### Exercise
Take every line from the data that has the word "rough" in it.

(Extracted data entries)
_ _ _ _ _
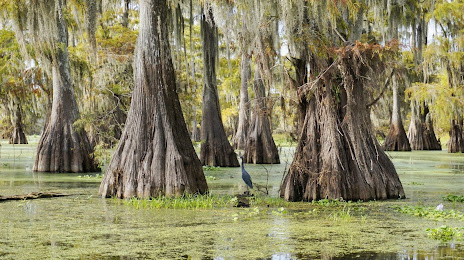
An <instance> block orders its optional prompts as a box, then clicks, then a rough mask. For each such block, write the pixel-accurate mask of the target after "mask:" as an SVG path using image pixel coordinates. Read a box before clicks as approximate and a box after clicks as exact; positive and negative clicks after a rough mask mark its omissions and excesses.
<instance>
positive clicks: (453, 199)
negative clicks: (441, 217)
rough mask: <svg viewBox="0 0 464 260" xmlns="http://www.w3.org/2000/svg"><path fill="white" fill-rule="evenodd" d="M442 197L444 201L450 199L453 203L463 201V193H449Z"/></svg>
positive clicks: (449, 200)
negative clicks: (451, 193) (446, 194)
mask: <svg viewBox="0 0 464 260" xmlns="http://www.w3.org/2000/svg"><path fill="white" fill-rule="evenodd" d="M443 199H444V200H446V201H451V202H453V203H455V202H464V195H463V196H459V195H453V194H449V195H448V196H445V197H443Z"/></svg>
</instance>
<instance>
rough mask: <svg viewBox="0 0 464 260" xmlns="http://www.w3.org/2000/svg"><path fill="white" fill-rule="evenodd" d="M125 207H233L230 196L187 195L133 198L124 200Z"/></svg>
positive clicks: (210, 195) (182, 207) (209, 207)
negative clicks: (169, 196) (146, 198)
mask: <svg viewBox="0 0 464 260" xmlns="http://www.w3.org/2000/svg"><path fill="white" fill-rule="evenodd" d="M123 203H124V205H130V206H133V207H135V208H136V209H162V208H164V209H211V208H213V207H215V208H216V207H228V206H233V205H234V202H233V200H232V197H230V196H222V197H220V196H215V195H203V196H201V195H185V196H182V197H164V196H162V197H157V198H150V199H137V198H132V199H129V200H123Z"/></svg>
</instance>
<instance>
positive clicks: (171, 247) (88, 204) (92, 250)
mask: <svg viewBox="0 0 464 260" xmlns="http://www.w3.org/2000/svg"><path fill="white" fill-rule="evenodd" d="M1 145H2V146H1V148H0V195H3V196H7V195H16V194H26V193H29V192H37V191H42V192H43V191H53V192H61V193H67V194H72V196H69V197H61V198H51V199H37V200H29V201H8V202H2V203H0V259H136V258H140V259H445V258H446V259H464V242H462V241H461V242H459V241H454V242H453V241H451V242H446V243H443V242H441V241H440V240H435V239H433V238H431V237H429V236H427V231H426V229H427V228H435V229H436V228H439V227H441V226H443V225H447V226H450V227H455V228H463V227H464V220H463V219H459V218H446V219H430V218H423V217H417V216H413V215H408V214H402V213H399V212H398V211H397V210H395V207H396V206H399V207H406V206H424V207H436V206H437V205H438V204H443V205H444V209H445V211H446V210H448V211H449V210H451V209H454V210H456V211H460V212H463V211H464V203H462V202H456V203H453V202H446V201H444V200H443V198H442V197H443V196H446V195H448V194H456V195H464V155H462V154H447V153H446V151H433V152H432V151H430V152H409V153H405V152H404V153H389V155H390V156H391V157H392V159H393V162H394V164H395V166H396V167H397V171H398V172H399V175H400V179H401V181H402V183H403V186H404V189H405V192H406V196H407V197H408V198H407V199H406V200H390V201H386V202H365V203H361V202H353V203H346V202H333V201H332V202H330V201H326V202H322V203H286V202H283V201H280V200H278V199H272V200H268V201H270V202H271V203H269V204H270V205H269V207H268V206H267V205H266V201H265V202H264V203H256V204H255V205H252V206H251V207H250V208H247V209H245V208H234V207H232V206H230V205H228V206H222V207H221V206H218V207H213V208H207V209H203V208H198V209H165V208H162V209H153V208H149V207H136V206H134V205H133V204H131V203H128V202H127V201H122V200H116V199H101V198H98V187H99V184H100V180H101V177H100V176H99V175H98V174H97V173H86V174H44V173H33V172H32V171H31V168H32V165H33V156H34V152H35V150H34V149H35V148H34V147H35V145H26V146H24V145H21V146H19V145H16V146H12V145H8V144H6V143H5V141H3V142H2V143H1ZM293 151H294V149H291V148H283V149H282V153H281V156H282V161H283V163H282V164H280V165H273V166H269V165H268V166H264V167H263V166H260V165H246V169H247V171H248V172H249V173H250V174H251V176H252V178H253V181H254V183H257V184H260V185H261V186H264V185H265V184H266V182H267V180H268V182H269V191H270V195H271V196H272V197H276V196H277V192H278V188H279V184H280V181H281V179H282V173H283V171H284V170H285V169H286V168H287V167H288V165H286V163H285V162H286V161H287V163H290V162H291V157H292V152H293ZM268 173H269V175H268ZM205 175H206V176H207V180H208V185H209V188H210V191H211V193H212V194H214V195H215V196H228V195H233V194H237V193H240V192H243V191H245V190H246V188H245V186H244V183H243V181H242V180H241V171H240V168H218V169H216V168H214V169H209V170H207V171H205ZM262 200H265V199H262ZM462 231H463V233H464V230H462ZM456 240H458V239H456Z"/></svg>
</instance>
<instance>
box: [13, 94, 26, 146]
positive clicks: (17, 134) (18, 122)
mask: <svg viewBox="0 0 464 260" xmlns="http://www.w3.org/2000/svg"><path fill="white" fill-rule="evenodd" d="M13 111H14V112H13V120H12V121H13V122H12V123H13V132H12V134H11V136H10V139H9V143H10V144H27V138H26V135H25V134H24V129H23V120H22V109H21V103H20V100H19V98H17V97H14V98H13Z"/></svg>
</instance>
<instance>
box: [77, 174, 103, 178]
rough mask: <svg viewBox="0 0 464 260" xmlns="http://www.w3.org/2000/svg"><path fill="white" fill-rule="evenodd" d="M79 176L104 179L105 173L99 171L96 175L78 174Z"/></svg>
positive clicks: (83, 177) (95, 174) (79, 177)
mask: <svg viewBox="0 0 464 260" xmlns="http://www.w3.org/2000/svg"><path fill="white" fill-rule="evenodd" d="M77 178H84V179H102V178H103V174H102V173H97V174H95V175H84V176H81V175H79V176H77Z"/></svg>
_ _ _ _ _
### Task response
An <instance> block orders its optional prompts as a box, then clicks, then a rough mask. For each such block, write the pixel-accurate mask of the target after "mask:" as an SVG path using image pixel coordinates. Read a box before clicks as approximate and a box after clicks as exact; positive and negative clicks after a rough mask mark its omissions and excesses.
rough mask: <svg viewBox="0 0 464 260" xmlns="http://www.w3.org/2000/svg"><path fill="white" fill-rule="evenodd" d="M442 197L444 201L450 199L453 203L463 201V193H449Z"/></svg>
rough mask: <svg viewBox="0 0 464 260" xmlns="http://www.w3.org/2000/svg"><path fill="white" fill-rule="evenodd" d="M125 207H233L230 196L187 195L133 198L124 200Z"/></svg>
rough mask: <svg viewBox="0 0 464 260" xmlns="http://www.w3.org/2000/svg"><path fill="white" fill-rule="evenodd" d="M79 176L104 179L105 173L99 171L96 175L78 174Z"/></svg>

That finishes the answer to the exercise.